**SHORT PROBLEM A:**
In the excerpt below about Parisian salons, at what address did William Molard and his sculptor wife hold court?

----- EXCERPT

Camouflage, a painting of Florent Schmitt’s longtime home in St-Cloud by French contemporary artist Mathieu Cherkit (2017).

Much has been written about the famous salonnières of Paris — the wealthy and often-flamboyant grandes dames who opened up their drawing rooms to musicians, authors and artists — facilitating not only the camaraderie of “breaking bread” together but also providing a venue for these creatives to socialize with prominent members of Parisian society representing government, business and the professions.

Names like Winnaretta Singer (Princesse de Polignac), Élisabeth de Caraman-Chimy, Jeanne Dubost and Marguerite Jourdain de Saint-Marceaux will forever be remembered for the manner in which they cultivated the arts by welcoming artistic genius, without class distinction.

William and Ida Molard studio and salon

6 rue de Vercingetorix, home of Le salon Molards and the studio of Paul Gauguin.

Less famous, less glamorous, yet also significant were the salons of the creative artists themselves. In the early 1900s, it was the musician William Molard and his sculptor wife who held court at 6 rue de Vercingétorix, where French artists and musicians mingled with “fellow travelers” from foreign lands – among them Delius, Vaughan Williams, Casella, De Falla and Enescu. It was also the composer Maurice Delage, who hosted gatherings of Les Apaches at his dwelling in an industrial section of Paris, where the conviviality could go on late into the night without fear of disrupting the neighbors.

Florent Schmitt home St-Cloud France

Florent Schmitt’s home on Rue du Calvaire in St-Cloud, the site of countless Jeudis de Florent Schmitt gatherings from the early 1920s onward.

But it was the mid-afternoon open house events hosted by Florent Schmitt and his wife, Jeanne, at their home in St-Cloud which would become a fixture of the Parisian arts scene over the lengthiest period of time. Indeed, the Schmitt home was the venue for countless gatherings from 1920 onwards. They would happen until nearly the end of the composer’s long life — even continuing a full ten years after Jeanne’s death during World War II.

----------

**SHORT PROBLEM B:**
Extract every line of the entries below that contains the string "ceiling".

----- DATASET ENTRIES

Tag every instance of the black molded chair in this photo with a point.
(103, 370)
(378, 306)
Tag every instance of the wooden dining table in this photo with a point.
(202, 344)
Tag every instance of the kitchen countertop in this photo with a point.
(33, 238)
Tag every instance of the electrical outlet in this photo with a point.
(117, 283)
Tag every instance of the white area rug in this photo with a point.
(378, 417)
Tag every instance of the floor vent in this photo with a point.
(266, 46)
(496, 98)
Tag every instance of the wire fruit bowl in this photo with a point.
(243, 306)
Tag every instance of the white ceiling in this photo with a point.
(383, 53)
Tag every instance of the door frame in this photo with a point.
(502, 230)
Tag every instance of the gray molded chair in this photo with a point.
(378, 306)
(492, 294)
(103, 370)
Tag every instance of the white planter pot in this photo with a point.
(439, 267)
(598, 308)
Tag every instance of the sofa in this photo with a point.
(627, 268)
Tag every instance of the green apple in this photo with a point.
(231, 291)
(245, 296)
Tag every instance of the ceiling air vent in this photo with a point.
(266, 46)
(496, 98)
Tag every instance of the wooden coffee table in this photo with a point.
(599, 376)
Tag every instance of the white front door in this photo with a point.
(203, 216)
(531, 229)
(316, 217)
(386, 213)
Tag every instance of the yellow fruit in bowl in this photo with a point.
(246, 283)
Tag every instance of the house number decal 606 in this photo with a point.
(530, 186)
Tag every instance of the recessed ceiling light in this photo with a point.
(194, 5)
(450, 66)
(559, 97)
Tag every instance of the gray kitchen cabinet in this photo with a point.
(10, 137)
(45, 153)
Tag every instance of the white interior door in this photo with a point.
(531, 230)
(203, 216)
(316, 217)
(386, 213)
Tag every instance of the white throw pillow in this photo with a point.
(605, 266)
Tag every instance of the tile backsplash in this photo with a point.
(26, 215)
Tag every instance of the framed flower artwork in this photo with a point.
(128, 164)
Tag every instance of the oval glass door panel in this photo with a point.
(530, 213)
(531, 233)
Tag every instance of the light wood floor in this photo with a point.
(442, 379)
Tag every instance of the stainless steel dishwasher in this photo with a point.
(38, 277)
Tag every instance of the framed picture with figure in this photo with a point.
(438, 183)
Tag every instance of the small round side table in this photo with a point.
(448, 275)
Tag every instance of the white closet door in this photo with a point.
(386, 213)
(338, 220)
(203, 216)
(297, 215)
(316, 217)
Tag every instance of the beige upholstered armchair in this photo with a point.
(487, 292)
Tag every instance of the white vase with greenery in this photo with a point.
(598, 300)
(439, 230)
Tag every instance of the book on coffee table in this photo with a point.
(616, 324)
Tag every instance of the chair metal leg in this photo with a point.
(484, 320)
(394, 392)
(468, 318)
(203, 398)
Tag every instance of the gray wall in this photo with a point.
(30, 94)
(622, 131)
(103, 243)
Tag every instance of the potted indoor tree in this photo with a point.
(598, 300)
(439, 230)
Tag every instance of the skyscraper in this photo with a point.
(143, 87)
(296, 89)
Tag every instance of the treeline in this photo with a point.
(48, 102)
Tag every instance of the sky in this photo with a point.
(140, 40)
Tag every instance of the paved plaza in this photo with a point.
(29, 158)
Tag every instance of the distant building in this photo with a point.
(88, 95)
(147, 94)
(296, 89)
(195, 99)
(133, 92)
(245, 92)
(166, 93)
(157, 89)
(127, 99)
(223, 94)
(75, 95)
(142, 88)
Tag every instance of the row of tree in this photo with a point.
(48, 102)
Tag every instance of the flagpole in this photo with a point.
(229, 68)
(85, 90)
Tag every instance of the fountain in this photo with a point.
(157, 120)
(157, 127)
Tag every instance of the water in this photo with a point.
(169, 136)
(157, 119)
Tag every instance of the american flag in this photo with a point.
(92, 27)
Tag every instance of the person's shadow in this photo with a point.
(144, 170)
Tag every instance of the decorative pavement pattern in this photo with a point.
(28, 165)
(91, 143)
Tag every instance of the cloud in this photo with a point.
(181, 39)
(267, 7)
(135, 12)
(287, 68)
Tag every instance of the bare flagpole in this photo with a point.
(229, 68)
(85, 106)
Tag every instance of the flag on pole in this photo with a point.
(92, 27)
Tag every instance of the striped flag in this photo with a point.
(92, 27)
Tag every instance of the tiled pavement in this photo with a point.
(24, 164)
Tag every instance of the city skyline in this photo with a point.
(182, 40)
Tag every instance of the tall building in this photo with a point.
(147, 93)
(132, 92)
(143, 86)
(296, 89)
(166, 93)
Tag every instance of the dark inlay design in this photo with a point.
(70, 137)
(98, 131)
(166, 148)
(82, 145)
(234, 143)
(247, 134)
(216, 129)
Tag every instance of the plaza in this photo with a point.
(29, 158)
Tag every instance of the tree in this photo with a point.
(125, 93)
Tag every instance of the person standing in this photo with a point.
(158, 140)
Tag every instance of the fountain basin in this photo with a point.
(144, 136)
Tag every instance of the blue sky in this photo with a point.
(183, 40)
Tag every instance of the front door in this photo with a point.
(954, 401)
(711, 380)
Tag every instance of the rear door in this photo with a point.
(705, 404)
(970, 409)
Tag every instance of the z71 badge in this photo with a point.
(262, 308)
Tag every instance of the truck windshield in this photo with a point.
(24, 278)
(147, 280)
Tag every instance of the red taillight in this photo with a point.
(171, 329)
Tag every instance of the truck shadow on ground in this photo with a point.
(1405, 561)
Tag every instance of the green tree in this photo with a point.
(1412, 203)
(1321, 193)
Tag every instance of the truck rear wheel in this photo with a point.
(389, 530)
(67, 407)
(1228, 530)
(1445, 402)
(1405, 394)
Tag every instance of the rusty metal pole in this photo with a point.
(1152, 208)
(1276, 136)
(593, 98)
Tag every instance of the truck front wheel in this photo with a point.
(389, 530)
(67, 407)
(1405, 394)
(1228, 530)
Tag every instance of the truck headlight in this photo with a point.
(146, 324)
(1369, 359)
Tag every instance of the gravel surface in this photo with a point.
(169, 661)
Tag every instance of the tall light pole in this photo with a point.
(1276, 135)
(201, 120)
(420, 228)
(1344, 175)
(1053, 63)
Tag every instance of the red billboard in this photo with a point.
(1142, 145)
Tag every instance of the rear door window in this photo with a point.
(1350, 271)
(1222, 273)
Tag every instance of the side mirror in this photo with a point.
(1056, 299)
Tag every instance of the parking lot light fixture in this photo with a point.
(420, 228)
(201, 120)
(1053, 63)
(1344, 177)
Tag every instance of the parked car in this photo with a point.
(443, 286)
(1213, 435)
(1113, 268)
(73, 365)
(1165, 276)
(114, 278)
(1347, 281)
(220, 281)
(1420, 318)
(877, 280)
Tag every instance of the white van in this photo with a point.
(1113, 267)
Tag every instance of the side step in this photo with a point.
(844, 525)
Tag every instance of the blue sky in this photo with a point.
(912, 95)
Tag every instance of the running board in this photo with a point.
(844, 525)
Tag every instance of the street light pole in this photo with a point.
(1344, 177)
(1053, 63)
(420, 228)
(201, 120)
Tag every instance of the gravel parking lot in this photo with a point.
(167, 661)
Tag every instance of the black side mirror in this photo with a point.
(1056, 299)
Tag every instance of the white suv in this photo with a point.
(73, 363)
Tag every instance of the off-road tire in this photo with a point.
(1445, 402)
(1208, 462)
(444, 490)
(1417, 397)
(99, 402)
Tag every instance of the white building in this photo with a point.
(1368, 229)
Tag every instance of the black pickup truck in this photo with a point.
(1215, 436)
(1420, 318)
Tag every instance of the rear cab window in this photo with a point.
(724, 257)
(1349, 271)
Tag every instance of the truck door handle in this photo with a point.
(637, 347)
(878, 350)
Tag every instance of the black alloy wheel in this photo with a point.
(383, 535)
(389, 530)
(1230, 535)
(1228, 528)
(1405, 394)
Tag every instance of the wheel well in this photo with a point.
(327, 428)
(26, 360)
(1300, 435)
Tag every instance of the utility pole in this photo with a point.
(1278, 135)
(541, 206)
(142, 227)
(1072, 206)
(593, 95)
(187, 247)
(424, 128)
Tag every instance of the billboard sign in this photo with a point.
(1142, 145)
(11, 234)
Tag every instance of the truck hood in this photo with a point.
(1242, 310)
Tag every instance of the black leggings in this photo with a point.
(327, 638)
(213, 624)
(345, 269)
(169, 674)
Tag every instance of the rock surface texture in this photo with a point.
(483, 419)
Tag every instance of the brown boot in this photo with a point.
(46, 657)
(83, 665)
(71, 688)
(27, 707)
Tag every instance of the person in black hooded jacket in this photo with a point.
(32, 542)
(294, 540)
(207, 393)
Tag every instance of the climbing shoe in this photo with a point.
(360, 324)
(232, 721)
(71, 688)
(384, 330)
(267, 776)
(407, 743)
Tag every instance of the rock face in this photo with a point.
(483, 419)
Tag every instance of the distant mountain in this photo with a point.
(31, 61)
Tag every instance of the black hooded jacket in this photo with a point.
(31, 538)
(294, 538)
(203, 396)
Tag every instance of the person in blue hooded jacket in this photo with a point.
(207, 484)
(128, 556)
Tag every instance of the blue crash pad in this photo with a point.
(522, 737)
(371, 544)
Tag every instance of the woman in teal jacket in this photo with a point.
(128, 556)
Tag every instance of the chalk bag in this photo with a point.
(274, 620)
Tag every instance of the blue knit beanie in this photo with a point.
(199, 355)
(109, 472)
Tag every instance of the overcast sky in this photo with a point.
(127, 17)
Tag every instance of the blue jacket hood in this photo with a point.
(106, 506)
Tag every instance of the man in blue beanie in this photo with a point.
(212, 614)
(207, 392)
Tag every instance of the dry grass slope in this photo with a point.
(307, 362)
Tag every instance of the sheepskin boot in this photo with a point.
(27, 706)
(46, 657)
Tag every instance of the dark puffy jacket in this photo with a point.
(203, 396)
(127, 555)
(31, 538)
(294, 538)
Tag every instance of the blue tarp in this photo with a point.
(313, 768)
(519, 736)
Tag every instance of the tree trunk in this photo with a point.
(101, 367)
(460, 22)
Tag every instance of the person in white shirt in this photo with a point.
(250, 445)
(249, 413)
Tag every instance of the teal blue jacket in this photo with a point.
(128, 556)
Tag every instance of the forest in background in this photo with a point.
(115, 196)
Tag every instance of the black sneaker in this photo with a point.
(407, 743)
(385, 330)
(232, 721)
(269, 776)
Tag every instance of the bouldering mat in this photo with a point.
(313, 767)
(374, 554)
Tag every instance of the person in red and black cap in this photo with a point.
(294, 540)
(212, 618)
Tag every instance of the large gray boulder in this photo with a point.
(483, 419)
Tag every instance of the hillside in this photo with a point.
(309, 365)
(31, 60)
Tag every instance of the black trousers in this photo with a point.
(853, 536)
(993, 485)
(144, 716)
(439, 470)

----------

**EXPECTED OUTPUT A:**
6 rue de Vercingétorix

**EXPECTED OUTPUT B:**
Tag every instance of the white ceiling in this photo with a point.
Tag every instance of the ceiling air vent in this photo with a point.
Tag every instance of the recessed ceiling light in this photo with a point.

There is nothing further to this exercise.